• _Exercise prompt_
Starting at the line with "Expected: one point per instance of the stack" in it, reproduce each line below through the last one, exactly, and include nothing else.

Extracted data entries
>>>>>

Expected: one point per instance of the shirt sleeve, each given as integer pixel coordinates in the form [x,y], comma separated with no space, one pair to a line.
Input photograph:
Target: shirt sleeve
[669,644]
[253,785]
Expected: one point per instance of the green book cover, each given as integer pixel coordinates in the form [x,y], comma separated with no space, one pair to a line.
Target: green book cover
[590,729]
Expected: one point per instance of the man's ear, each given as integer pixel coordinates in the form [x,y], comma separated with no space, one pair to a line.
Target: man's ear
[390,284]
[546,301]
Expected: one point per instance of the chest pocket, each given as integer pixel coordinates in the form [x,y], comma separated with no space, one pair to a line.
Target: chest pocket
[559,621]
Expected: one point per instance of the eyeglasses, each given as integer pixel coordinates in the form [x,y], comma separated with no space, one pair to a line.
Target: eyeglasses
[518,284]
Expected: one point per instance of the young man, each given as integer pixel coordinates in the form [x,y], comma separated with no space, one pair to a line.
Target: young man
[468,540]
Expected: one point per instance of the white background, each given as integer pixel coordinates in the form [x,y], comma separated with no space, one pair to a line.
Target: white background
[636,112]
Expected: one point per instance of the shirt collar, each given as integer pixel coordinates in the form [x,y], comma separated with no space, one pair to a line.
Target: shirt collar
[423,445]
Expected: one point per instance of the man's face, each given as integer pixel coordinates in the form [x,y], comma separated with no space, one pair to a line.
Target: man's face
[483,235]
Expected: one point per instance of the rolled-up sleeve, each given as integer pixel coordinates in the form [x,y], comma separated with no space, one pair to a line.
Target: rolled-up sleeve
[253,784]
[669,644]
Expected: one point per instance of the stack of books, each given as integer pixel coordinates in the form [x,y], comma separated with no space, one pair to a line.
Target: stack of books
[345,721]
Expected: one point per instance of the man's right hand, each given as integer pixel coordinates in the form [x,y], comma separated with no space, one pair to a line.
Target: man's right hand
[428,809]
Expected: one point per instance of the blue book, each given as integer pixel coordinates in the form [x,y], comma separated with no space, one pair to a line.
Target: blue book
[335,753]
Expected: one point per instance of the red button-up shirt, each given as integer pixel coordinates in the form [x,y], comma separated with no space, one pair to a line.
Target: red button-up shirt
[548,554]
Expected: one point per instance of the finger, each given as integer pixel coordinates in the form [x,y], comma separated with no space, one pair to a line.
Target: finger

<<<<<

• _Written reply_
Expected: one point per instance of the stack of books, each given as integer pixel coordinates in the form [x,y], comma separated with no space, one pair to a line.
Target: stack of books
[345,721]
Expected: one point per instance of the man's right hand, each given as integer pixel coordinates in the form [x,y], comma separated with no space, one pair to a line.
Target: man's right hand
[428,809]
Expected: one point per instance of the blue book, each given as integer pixel coordinates in the form [x,y], comma separated with no space, one pair to a line.
Target: blue book
[335,753]
Expected: one point per instance of the red button-up shirt, each given as integer pixel coordinates in the form [x,y], comma separated with no space, one pair to a line.
Target: red button-up shirt
[548,554]
Expected: one point per instance of the finger, each given as integer pixel coordinates in the form [x,y], comma separated with no space, one pair to a line.
Target: finger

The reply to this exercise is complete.